───── DATA FOR THE TASK

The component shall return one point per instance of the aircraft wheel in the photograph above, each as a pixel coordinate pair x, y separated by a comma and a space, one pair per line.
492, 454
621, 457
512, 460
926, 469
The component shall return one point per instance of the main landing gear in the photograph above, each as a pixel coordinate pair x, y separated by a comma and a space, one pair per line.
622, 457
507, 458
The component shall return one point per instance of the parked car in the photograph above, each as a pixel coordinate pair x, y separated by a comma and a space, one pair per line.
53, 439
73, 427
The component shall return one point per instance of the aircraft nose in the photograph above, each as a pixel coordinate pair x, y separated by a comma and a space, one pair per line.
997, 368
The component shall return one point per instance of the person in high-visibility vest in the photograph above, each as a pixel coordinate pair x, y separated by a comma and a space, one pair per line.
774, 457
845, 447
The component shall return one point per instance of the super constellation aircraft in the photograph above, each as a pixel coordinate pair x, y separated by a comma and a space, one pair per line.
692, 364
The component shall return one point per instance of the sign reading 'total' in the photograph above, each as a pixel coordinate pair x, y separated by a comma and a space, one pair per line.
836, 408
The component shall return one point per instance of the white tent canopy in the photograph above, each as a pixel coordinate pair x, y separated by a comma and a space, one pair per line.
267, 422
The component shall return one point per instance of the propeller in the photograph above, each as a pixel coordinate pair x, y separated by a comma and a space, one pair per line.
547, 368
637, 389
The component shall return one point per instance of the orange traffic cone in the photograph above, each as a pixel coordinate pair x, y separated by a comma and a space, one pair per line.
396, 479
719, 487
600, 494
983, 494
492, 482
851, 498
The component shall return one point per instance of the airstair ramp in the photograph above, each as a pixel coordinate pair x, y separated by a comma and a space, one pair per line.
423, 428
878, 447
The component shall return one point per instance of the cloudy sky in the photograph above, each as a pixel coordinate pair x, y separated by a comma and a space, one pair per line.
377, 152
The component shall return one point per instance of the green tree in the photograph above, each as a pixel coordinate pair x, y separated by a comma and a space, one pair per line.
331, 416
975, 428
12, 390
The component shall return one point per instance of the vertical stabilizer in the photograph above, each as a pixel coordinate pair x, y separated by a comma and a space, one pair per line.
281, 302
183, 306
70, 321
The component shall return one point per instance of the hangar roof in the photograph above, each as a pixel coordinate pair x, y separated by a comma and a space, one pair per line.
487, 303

──────────

→ GOAL: Convert the listing into a numbered list, beginning at the line that contains "The component shall return one point per instance of the cloudy" and stopping after its last line. Include both of those lines and leave out any blank lines.

→ TASK OUTPUT:
1. The component shall return one point per instance of the cloudy sky in the photograph above, each as a pixel coordinate pair x, y separated by a comma and a space, one pair per line.
2. 377, 152
3. The component shall return one point per instance of the green tree in the photograph above, each as a pixel coordinate pair x, y separated by a comma and a space, one pair per line.
4. 331, 416
5. 975, 428
6. 12, 390
7. The component shall return one point per instance of the vertical stabilizer in the photograph above, each as a pixel coordinate pair x, y separated by a comma and a space, one pair per line.
8. 281, 302
9. 183, 306
10. 70, 321
11. The component shall return one point per instance of the hangar roof in the photograph above, each as a pixel coordinate pair x, y separated by a comma and a space, one pair per line.
12. 487, 303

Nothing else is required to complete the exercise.